— Problems to work on —
1: Summarize the text on Islamic philosophy of history in two sentences.
2: Using the text on Islamic philosophy of history, answer yes or no to each statement and quote the words of the text that decide it.
(a) Ibn al-Athīr left out tales of vice because he feared they would spread depravity.
(b) G.R. Elton is described as a 20th century empiricist.
(c) Practical concerns were the most important factor guiding what a medieval Muslim historian included or excluded.
3: List every person the text on Islamic philosophy of history explicitly calls a historian.

— Text —

● ● ● ●

Today I Learned — 2026-02-10

TIL Series

Today, I wished to write more, but exhausted my capacity (and time) much sooner...

Table of Contents

1. Islamic Philosophy of History

How did medieval Muslim historians write history? This is the question that sets Mustafa Roker to write the following article: Reading Silence: Omission, ʻIbra, and Islamic Philosophy of History.

Referencing Chase F. Robinson's book, Islamic Historiography (Goodreads), Mustafa writes that a medieval Muslim historian deliberately chose what to include/exclude from history. This deliberation was guided by several factors, but the most important one was pedagogical instruction for moral action. The Muslim historian is a key actor, a conscious interpreter who omits, selects, and narrates with the purpose of influencing the reader's judgement.

Mustafa, then, cites two Muslim medieval historians as examples: Ibn al-Jawzī and Ibn al-Athīr. Ibn al-Jawzī, for example, was deliberate about omitting material that lacked authentication or remained too doubtful to warrant transmission. In fact, so conscious was he about his role as a historian that he would exclude certain tales of vice (like a King drinking alcohol or committing adultery), because he was concerned that such tales may be emulated upon and spread depravity in the larger society. Ibn al-Athīr, on the other hand, considered it a waste of space to record minutiae (appointment of a person, slight increase in market price) as he considered them trivial; i.e., practical concerns weighed on his mind.

Mustafa contrasts these Muslim medieval historians with modern historians, such as G.R. Elton (a 20th century empiricist) and Michel-Rolph Trouillot. Elton believed that "facts about the past are simple, discrete, knowable entities which need only be collected in order that a structure called history may emerge." This objectivist portrayal of history as absolute and retrievable by careful ordering of sources was doubted later towards the end of 20th century with the turn towards post-modernism (as an example, perhaps A Thousand Years of Nonlinear History?). History is not merely archival accumulation and narrative reconstruction, says Mustafa: it is a means of cultivating moral discernment. Thus, omission is not a failure of method, but a defining instrument.

Trouillot is cited to show that such omission operates even with secular frameworks. In his account, silences and omissions are shaped by power. Power enters the historical record not only at the level of explicit interpretation, but at the very early stage of what is a 'historical fact', what is preserved, what is later retrieved, and what eventually receives significance.

● ● ● ●

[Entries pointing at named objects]
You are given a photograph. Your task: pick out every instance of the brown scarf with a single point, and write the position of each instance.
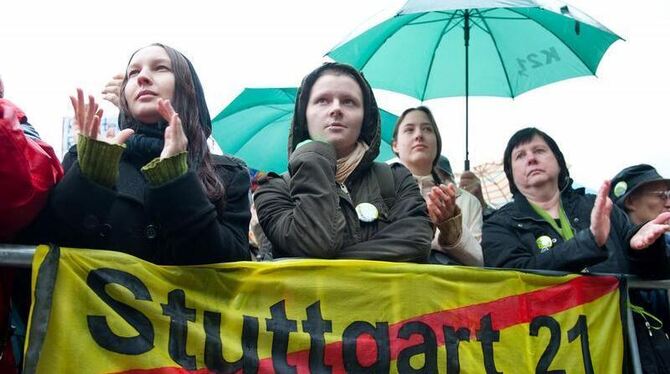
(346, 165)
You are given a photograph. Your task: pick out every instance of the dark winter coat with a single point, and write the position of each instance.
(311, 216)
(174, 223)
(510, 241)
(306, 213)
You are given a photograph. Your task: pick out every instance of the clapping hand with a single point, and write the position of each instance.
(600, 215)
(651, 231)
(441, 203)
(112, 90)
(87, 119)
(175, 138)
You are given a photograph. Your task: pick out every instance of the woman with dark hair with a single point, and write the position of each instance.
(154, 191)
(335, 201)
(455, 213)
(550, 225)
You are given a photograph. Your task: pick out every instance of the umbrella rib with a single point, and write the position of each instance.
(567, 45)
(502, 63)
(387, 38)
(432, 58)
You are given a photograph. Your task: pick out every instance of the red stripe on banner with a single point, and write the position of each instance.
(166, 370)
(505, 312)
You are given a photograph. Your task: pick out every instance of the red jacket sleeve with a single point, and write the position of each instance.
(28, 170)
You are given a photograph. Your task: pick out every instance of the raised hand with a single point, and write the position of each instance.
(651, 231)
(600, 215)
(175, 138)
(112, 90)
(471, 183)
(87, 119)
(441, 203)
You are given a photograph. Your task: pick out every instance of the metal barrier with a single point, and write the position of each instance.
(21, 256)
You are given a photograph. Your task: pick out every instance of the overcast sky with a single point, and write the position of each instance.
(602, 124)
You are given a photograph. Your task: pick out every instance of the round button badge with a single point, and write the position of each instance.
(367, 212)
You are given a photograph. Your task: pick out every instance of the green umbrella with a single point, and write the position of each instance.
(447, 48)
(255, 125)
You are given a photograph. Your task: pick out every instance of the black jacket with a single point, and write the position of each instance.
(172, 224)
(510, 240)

● ● ● ●

— Solutions in order —
1: Drawing on Chase F. Robinson's Islamic Historiography, Mustafa Roker's article argues that medieval Muslim historians such as Ibn al-Jawzī and Ibn al-Athīr deliberately chose what to omit, guided chiefly by pedagogical instruction for moral action. He contrasts them with modern historians: G.R. Elton, who saw facts about the past as simple and knowable, and Michel-Rolph Trouillot, for whom silences and omissions are shaped by power.

2:
(a) No: "Ibn al-Athīr, on the other hand, considered it a waste of space to record minutiae"
(b) Yes: "G.R. Elton (a 20th century empiricist)"
(c) No: "the most important one was pedagogical instruction for moral action"

3:
Ibn al-Jawzī
Ibn al-Athīr
G.R. Elton
Michel-Rolph Trouillot